→ What you will do
Only an exact reprint of all the data is acceptable.

→ Data for analysis
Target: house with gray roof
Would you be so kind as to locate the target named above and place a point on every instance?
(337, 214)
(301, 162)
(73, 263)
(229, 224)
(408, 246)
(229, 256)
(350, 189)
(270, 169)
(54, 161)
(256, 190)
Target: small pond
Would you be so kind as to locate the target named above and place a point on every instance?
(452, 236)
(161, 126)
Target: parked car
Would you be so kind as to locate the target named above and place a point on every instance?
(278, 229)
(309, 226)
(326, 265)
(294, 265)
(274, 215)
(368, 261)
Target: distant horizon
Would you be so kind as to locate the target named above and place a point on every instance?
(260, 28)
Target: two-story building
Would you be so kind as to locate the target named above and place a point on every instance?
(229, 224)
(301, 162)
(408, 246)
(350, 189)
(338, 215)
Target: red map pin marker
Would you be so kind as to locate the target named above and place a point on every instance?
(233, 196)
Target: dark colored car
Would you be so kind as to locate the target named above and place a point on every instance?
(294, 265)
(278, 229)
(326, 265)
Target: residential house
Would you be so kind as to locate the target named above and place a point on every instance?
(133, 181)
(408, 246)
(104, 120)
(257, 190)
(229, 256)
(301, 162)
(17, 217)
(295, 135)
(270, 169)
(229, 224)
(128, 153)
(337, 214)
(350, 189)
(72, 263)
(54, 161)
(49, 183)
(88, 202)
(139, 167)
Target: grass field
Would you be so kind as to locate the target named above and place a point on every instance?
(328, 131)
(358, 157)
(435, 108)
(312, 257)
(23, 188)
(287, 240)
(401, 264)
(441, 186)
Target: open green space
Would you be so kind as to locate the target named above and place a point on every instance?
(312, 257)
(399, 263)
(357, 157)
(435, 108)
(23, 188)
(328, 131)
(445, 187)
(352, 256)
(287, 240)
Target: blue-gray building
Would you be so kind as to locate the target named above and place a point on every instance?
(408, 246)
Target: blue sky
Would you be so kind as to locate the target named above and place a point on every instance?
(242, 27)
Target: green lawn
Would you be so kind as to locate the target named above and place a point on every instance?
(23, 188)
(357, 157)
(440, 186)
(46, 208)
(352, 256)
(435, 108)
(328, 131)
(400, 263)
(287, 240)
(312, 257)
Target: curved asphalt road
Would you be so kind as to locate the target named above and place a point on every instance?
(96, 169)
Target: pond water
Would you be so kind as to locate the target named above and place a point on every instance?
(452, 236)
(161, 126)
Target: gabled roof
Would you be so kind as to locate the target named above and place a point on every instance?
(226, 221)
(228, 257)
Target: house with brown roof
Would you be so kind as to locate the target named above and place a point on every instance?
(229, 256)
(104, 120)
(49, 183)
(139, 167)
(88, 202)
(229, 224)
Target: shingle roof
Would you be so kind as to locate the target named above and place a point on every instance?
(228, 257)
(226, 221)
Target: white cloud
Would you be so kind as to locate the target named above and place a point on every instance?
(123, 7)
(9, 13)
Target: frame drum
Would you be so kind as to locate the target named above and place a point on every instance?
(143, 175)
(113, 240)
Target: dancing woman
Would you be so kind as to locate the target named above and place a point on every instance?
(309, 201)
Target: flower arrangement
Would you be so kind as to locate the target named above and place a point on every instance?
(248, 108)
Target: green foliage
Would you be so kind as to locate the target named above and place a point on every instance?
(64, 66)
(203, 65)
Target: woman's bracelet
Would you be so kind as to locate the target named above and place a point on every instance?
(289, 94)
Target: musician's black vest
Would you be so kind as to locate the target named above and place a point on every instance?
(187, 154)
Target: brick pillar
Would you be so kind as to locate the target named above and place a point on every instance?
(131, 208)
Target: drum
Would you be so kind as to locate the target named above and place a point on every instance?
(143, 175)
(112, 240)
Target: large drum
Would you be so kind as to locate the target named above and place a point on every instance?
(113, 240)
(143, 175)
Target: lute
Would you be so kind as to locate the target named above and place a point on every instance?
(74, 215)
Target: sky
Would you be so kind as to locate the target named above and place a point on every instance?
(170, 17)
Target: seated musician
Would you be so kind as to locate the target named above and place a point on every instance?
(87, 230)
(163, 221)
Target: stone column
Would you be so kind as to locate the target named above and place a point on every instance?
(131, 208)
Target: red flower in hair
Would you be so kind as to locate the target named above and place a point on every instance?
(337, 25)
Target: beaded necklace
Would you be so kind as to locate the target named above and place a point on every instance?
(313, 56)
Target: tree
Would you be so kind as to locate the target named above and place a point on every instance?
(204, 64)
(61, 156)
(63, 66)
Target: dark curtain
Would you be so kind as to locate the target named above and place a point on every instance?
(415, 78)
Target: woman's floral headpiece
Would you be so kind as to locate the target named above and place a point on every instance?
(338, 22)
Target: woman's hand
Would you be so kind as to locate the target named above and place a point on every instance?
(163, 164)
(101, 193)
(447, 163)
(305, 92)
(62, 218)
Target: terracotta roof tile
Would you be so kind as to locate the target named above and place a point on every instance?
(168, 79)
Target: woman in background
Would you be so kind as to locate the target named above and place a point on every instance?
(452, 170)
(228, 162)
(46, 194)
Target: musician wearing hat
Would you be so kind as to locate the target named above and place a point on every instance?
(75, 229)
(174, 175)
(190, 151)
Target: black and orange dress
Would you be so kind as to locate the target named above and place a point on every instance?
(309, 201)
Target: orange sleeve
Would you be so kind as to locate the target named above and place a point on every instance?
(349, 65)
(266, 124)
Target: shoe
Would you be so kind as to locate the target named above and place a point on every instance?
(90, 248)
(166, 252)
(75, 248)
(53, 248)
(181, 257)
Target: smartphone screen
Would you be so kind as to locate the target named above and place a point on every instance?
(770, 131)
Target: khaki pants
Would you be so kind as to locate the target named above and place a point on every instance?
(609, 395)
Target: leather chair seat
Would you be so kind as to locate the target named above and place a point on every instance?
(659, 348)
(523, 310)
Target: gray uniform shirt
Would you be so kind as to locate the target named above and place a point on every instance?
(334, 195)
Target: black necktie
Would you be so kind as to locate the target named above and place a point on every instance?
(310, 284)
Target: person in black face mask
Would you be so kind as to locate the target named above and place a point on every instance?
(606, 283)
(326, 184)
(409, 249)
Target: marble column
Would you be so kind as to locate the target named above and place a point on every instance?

→ Response
Target: house with gray roof
Would you be so kind as to locate the target named above and place a point on every instance?
(337, 214)
(301, 162)
(73, 263)
(229, 224)
(408, 246)
(229, 256)
(350, 189)
(270, 169)
(54, 161)
(256, 190)
Target: small pond
Would you be so kind as to locate the target named above and place a point on every instance?
(452, 236)
(161, 126)
Target: parked car
Would you be so kind as to locate the target named above and place a point on every instance?
(278, 229)
(309, 226)
(326, 265)
(294, 265)
(274, 215)
(368, 261)
Target: distant horizon
Would you be so kind as to locate the target named above and place a point on every instance?
(260, 28)
Target: two-story building
Would you be so kind as to locate the target named above and place a point on every instance?
(229, 224)
(301, 162)
(408, 246)
(350, 189)
(338, 215)
Target: red map pin marker
Would you be so kind as to locate the target named above and place a point on every instance?
(233, 196)
Target: dark colored car
Would you be so kind as to locate the target named above and place a point on every instance?
(294, 265)
(278, 229)
(326, 265)
Target: residential house
Would you be so kind as to locate the target named above and place a point on every instance?
(133, 181)
(408, 246)
(104, 120)
(257, 190)
(229, 256)
(301, 162)
(17, 217)
(295, 135)
(270, 169)
(229, 224)
(128, 153)
(337, 214)
(350, 189)
(72, 263)
(54, 161)
(49, 183)
(88, 202)
(139, 167)
Target: grass field
Would you be so kind as to locate the target named above and place a point on every instance?
(328, 131)
(358, 157)
(435, 108)
(312, 257)
(23, 188)
(287, 240)
(401, 264)
(441, 186)
Target: open green space
Would you be so kind as to locate the target named above and place a point on every instance?
(312, 257)
(399, 263)
(357, 157)
(435, 108)
(23, 188)
(328, 131)
(445, 187)
(352, 256)
(287, 240)
Target: blue-gray building
Would you be so kind as to locate the target named above and place a point on every instance?
(408, 246)
Target: blue sky
Would you be so kind as to locate the target named above and place a point on every instance?
(242, 27)
Target: green lawn
Would you be so kind as to locate the target named above and place a point on every instance?
(23, 188)
(357, 157)
(440, 186)
(46, 208)
(352, 256)
(435, 108)
(328, 131)
(400, 263)
(287, 240)
(312, 257)
Target: curved asphalt road
Would you be so kind as to locate the target named above and place a point on every instance?
(96, 169)
Target: pond water
Would you be so kind as to locate the target named above and place a point on every instance?
(452, 236)
(161, 126)
Target: gabled roof
Would you be so kind as to locate the target named above and place a point on every instance?
(226, 221)
(228, 257)
Target: house with brown roof
Would you be so kind as to locate the target named above and place a point on every instance?
(229, 256)
(104, 120)
(49, 183)
(139, 167)
(88, 202)
(229, 224)
Target: shingle roof
Would you be so kind as to locate the target named above and place a point on every instance?
(228, 257)
(226, 221)
Target: white cloud
Would you be so kind as to locate the target named above and place a point on every instance?
(123, 7)
(9, 13)
Target: frame drum
Would you be so kind as to locate the target named above and place a point on every instance?
(143, 175)
(113, 240)
Target: dancing woman
Would you be so kind as to locate the target named above and place a point on every instance?
(309, 201)
Target: flower arrangement
Would you be so kind as to locate the target named above and place a point on every instance?
(248, 108)
Target: green foliage
Would you be so kind as to locate the target named above and place a point on every instance?
(64, 66)
(203, 65)
Target: woman's bracelet
Would you be so kind as to locate the target named above and place a point on every instance?
(289, 94)
Target: musician's black vest
Would you be so kind as to locate the target named above and place a point on every instance?
(187, 154)
Target: brick pillar
Would you be so kind as to locate the target named above and place a point on every instance?
(131, 208)
Target: drum
Would you be so kind as to locate the target named above and place a point on every instance?
(143, 175)
(112, 240)
Target: large drum
Would you be so kind as to locate the target named above and place a point on every instance?
(113, 240)
(143, 175)
Target: lute
Would you be so kind as to locate the target named above and place a point on every instance?
(74, 215)
Target: sky
Would you be so kind as to locate the target named above and place a point on every instance?
(170, 17)
Target: seated musician
Would you be so kind as to locate the target named above and place a point on every instance?
(87, 230)
(163, 221)
Target: stone column
Would you be so kind as to locate the target named above and place a point on every instance?
(131, 208)
Target: red flower in hair
Would you be so kind as to locate the target named above and place a point on every instance?
(337, 25)
Target: beaded necklace
Would you be so kind as to locate the target named above and place a point on every instance?
(313, 56)
Target: tree
Would you be so kind as to locate the target named above and place a point on every instance?
(204, 64)
(61, 156)
(63, 66)
Target: dark curtain
Would you be so kind as to locate the target named above and place a point on every instance?
(415, 78)
Target: woman's floral headpiece
Would you be so kind as to locate the target named above and place a point on every instance?
(338, 22)
Target: woman's hand
Would you be so kind as to locate the target named above and place a point on every instance?
(163, 164)
(101, 193)
(447, 163)
(305, 92)
(62, 218)
Target: terracotta roof tile
Would you be so kind as to locate the target named above and place a point on every instance?
(168, 79)
Target: woman in background
Would you be so kind as to locate the target named above and place a point on every instance?
(452, 170)
(228, 162)
(46, 194)
Target: musician wearing hat
Would you be so kind as to locate the target named above and place a point on every instance?
(75, 229)
(174, 175)
(190, 151)
Target: black and orange dress
Would you be so kind as to locate the target named above and place a point on every instance?
(309, 201)
Target: orange sleeve
Would you be so kind as to locate the target named above and place a point on every instance?
(349, 65)
(266, 124)
Target: shoe
Would you be so kind as to locate the target named above and place a point on every instance?
(90, 248)
(166, 252)
(75, 248)
(53, 248)
(181, 257)
Target: smartphone screen
Would you be so kind as to locate the target named above and place a point on every instance?
(770, 131)
Target: khaki pants
Would you be so kind as to locate the target named above and place a point on every instance?
(609, 395)
Target: leather chair seat
Would you be so kind as to locate the target named above and place a point on every instance?
(659, 348)
(523, 310)
Target: gray uniform shirt
Would you be so kind as to locate the target named above and place a point on every instance?
(334, 195)
Target: black necktie
Would you be so kind as to locate the target named above and place a point on every instance?
(310, 284)
Target: person in black face mask
Would you be so kind as to locate the target named above and place a point on every instance?
(606, 283)
(326, 184)
(409, 249)
Target: marble column
Would you be so kind as to locate the target named above and place a point on every instance?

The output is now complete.